#### TASK REQUIREMENTS
From the entries that follow, work out how many lines contain "query". Write the number only.

#### SOURCE DATA
* * * * * * * * *

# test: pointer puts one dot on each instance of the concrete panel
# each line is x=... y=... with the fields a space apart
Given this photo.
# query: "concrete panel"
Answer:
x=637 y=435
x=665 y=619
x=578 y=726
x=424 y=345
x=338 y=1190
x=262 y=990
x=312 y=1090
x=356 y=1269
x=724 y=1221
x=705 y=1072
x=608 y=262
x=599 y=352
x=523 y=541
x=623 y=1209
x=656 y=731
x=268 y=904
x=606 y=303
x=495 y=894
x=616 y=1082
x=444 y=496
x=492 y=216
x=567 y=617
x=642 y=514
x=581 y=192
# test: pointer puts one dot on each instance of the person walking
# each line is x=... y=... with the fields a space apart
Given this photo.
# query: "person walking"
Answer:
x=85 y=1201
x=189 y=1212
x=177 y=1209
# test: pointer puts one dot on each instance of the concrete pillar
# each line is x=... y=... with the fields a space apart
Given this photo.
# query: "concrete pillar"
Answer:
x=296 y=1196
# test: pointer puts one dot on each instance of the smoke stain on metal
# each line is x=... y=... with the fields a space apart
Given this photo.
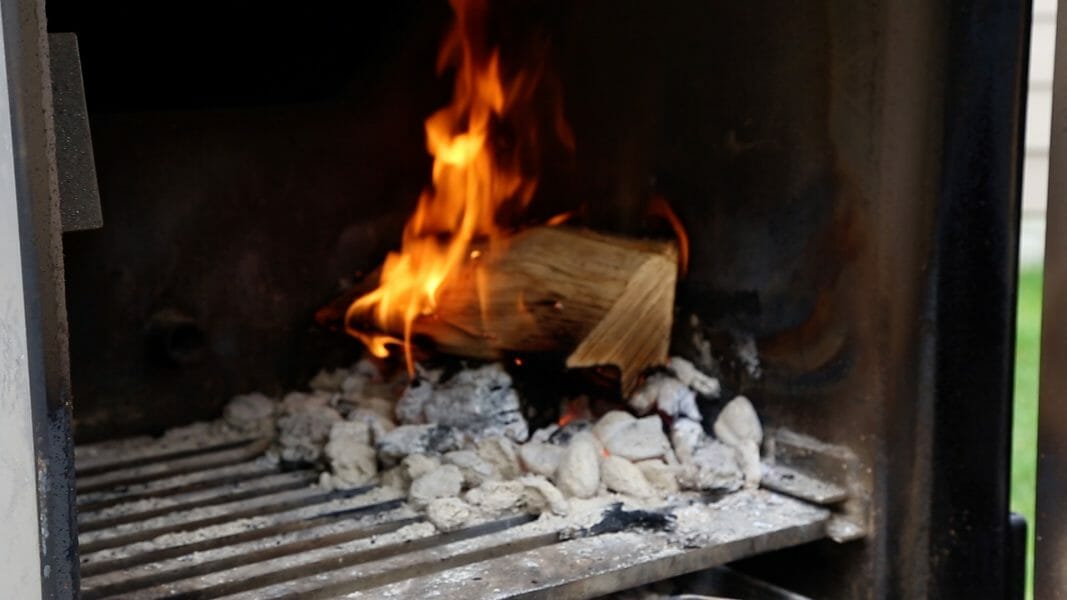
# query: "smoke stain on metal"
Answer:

* * * * * * * * *

#### SOLUTION FOR THIS EXERCISE
4